• _TEKS_:
══════
Dosen Tewas di Kamar Hotel

AKBP Basuki Masukkan Nama Dosen Dwinanda Bak Anak Sendiri, Modus Tutupi 5 Tahun Kumpul Kebo?

Dwinanda Linchia Levi (35) diduga kuat meninggal dunia karena sakit. Seorang Polri pangkat AKBP mengaku punya hubungan asmara dengannya.

Editor: Refly Permana
Polda Jateng via Tribunjateng.com dan Facebook
LANGGAR KODE ETIK - Bidpropam menahan AKBP Basuki di ruang tahanan khusus di rumah tahanan Polda Jateng, Kota Semarang, Rabu (19/11/2025) petang (kiri). Potret dosen muda Untag inisial DLL semasa hidup (kanan). Kini proses penahanan dilakukan selepas AKBP Basuki terbukti melanggar kode etik berupa tinggal seatap bersama perempuan tanpa ikatan perkawinan yang sah. 
Ringkasan Berita:
  • Apakah hubungan asmara antaran AKBP Basuki dengan almarhumah Dwinanda menjadi alasan nama mereka ada di KK yang sama?
  • Nasib AKBP Basuki setelah mengakui punya hubungan asmara dengan dosen perempuan yang ditemukan tewas di kamar hotel kawasan Semarang.
  • Hasil autopsi terkait sebab kematian Dwinanda.
══════
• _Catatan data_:

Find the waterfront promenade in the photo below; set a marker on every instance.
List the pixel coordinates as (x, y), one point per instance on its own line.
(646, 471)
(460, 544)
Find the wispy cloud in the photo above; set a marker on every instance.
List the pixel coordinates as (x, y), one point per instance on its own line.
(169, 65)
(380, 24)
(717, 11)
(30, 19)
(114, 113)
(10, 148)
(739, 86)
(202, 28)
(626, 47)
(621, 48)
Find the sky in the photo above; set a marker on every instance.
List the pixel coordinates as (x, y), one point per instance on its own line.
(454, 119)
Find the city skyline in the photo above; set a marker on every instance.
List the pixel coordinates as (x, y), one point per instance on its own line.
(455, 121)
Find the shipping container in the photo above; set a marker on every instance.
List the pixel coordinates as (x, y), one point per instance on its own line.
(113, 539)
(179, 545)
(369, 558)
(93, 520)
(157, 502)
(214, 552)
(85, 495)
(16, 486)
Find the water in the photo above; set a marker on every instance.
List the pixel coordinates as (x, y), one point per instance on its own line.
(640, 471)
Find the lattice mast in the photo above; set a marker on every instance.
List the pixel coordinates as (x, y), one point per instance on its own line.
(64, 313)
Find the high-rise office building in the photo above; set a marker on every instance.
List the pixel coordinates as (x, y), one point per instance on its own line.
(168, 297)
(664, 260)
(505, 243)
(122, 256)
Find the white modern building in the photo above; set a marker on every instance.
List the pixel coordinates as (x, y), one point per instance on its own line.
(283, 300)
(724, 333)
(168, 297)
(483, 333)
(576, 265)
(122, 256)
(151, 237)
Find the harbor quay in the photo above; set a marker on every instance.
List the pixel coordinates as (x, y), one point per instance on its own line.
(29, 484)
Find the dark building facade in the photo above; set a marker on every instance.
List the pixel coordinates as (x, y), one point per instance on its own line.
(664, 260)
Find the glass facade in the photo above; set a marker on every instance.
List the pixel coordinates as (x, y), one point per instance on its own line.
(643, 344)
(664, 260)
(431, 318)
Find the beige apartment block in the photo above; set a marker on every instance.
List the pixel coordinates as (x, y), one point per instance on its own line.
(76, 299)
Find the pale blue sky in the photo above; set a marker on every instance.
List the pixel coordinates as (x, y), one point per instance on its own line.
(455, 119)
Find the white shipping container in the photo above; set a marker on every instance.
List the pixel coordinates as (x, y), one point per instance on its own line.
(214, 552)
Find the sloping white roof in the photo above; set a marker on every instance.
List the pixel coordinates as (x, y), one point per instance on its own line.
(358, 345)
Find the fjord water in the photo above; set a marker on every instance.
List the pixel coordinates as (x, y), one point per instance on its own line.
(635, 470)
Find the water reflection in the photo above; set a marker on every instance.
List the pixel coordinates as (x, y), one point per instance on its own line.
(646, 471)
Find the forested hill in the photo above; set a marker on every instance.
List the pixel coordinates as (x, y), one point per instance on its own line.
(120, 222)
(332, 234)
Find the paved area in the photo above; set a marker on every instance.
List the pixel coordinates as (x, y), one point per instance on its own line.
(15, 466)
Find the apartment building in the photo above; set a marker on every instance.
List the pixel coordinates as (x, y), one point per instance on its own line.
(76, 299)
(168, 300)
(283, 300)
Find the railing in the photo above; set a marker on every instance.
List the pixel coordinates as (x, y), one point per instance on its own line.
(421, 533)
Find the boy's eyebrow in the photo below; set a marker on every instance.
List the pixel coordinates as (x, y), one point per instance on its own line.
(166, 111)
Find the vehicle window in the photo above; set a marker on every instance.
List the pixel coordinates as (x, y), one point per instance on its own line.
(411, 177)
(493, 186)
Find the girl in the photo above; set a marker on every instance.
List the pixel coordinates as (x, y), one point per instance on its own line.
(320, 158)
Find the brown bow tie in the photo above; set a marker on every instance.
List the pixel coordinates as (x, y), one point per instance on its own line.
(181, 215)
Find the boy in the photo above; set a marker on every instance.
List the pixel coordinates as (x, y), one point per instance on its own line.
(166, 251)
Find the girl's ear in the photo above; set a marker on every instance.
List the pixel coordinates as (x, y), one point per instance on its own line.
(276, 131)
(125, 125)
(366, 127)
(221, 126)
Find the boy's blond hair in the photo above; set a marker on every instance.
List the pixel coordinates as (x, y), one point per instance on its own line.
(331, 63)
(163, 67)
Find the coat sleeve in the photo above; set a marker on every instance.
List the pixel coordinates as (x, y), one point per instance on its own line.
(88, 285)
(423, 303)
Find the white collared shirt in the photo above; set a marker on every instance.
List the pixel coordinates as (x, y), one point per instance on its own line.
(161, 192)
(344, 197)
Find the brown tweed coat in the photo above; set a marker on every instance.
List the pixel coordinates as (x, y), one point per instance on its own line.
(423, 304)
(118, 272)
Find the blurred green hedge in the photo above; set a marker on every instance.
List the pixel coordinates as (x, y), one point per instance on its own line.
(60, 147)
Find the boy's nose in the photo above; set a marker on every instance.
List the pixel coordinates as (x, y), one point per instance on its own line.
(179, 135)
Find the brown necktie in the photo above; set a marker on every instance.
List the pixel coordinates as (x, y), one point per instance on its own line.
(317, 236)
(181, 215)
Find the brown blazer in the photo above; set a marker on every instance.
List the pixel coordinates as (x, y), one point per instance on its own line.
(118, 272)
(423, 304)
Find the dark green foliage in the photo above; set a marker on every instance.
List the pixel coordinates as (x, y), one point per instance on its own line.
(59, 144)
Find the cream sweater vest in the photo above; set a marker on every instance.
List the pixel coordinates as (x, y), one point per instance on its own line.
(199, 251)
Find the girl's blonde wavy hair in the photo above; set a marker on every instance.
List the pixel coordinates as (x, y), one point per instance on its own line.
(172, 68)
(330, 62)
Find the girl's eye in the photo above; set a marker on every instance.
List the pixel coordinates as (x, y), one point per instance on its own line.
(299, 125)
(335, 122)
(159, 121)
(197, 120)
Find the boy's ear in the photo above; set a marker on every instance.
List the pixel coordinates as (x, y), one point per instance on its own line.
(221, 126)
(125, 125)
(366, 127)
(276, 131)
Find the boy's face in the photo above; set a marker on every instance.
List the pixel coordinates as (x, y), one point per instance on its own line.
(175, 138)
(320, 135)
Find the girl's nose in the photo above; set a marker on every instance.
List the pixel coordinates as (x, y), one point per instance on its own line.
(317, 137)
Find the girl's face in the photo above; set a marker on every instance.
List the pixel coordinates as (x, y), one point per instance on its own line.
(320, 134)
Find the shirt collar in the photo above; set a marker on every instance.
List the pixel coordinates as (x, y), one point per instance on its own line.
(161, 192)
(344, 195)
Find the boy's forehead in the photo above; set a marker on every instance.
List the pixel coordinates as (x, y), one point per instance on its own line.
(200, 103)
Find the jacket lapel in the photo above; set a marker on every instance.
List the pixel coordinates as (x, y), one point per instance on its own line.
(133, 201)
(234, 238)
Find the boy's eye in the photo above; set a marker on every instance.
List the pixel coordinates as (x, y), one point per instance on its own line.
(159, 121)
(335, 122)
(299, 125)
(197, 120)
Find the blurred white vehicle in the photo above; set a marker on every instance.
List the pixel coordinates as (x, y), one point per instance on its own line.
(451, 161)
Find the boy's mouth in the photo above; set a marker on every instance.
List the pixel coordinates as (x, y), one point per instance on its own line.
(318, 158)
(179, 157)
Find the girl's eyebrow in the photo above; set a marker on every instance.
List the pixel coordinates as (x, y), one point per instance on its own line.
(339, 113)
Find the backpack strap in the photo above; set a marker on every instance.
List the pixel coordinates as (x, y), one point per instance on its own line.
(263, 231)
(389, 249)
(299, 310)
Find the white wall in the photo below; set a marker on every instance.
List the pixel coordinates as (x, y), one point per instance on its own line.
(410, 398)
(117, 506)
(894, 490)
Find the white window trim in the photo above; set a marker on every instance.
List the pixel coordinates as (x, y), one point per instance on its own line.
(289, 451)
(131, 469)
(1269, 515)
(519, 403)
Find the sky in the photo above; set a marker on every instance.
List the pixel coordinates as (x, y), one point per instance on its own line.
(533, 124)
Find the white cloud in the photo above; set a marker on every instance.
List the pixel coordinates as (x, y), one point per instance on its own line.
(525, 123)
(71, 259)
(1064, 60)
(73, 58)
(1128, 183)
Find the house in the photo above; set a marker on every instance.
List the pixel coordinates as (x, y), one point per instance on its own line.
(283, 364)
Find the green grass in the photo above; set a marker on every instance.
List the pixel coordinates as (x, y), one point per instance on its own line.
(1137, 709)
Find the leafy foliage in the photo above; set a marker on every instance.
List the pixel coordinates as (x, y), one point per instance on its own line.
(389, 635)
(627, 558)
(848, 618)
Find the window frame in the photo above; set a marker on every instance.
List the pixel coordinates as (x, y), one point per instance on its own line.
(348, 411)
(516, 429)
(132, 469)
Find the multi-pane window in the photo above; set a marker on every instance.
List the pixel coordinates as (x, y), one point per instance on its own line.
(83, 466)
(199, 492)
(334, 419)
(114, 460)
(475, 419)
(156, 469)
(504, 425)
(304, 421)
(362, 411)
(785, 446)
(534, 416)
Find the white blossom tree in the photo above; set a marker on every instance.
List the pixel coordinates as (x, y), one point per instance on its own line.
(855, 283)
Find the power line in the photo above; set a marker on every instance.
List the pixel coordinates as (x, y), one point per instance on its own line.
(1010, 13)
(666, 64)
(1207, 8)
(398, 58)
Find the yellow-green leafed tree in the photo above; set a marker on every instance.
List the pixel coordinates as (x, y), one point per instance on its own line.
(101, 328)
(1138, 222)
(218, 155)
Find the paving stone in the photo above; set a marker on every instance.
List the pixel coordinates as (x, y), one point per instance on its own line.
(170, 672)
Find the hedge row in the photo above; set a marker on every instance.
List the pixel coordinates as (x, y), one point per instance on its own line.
══════
• _PERINTAH 1_:
Jawab pertanyaan berikut berdasarkan berita tentang dosen yang tewas di kamar hotel:
(a) Berapa usia Dwinanda Linchia Levi?
(b) Siapa editor berita itu?
(c) Di kota mana letak rumah tahanan Polda Jateng tempat AKBP Basuki ditahan?
• _PERINTAH 2_: Kembalikan satu bagian dari berita tentang dosen yang tewas di kamar hotel tanpa mengubah apa pun. Mulailah dari kata-kata "Dwinanda Linchia Levi" dan berhentilah setelah "sebab kematian Dwinanda.".
• _PERINTAH 3_: Sebutkan semua nama orang yang muncul dalam berita tentang dosen yang tewas di kamar hotel.

• _JAWABAN LENGKAP 1_:
(a) 35 tahun.
(b) Refly Permana.
(c) Kota Semarang.

• _JAWABAN LENGKAP 2_:
Dwinanda Linchia Levi (35) diduga kuat meninggal dunia karena sakit. Seorang Polri pangkat AKBP mengaku punya hubungan asmara dengannya.

Editor: Refly Permana
Polda Jateng via Tribunjateng.com dan Facebook
LANGGAR KODE ETIK - Bidpropam menahan AKBP Basuki di ruang tahanan khusus di rumah tahanan Polda Jateng, Kota Semarang, Rabu (19/11/2025) petang (kiri). Potret dosen muda Untag inisial DLL semasa hidup (kanan). Kini proses penahanan dilakukan selepas AKBP Basuki terbukti melanggar kode etik berupa tinggal seatap bersama perempuan tanpa ikatan perkawinan yang sah. 
Ringkasan Berita:
  • Apakah hubungan asmara antaran AKBP Basuki dengan almarhumah Dwinanda menjadi alasan nama mereka ada di KK yang sama?
  • Nasib AKBP Basuki setelah mengakui punya hubungan asmara dengan dosen perempuan yang ditemukan tewas di kamar hotel kawasan Semarang.
  • Hasil autopsi terkait sebab kematian Dwinanda.

• _JAWABAN LENGKAP 3_:
- Dwinanda Linchia Levi
- Basuki
- Refly Permana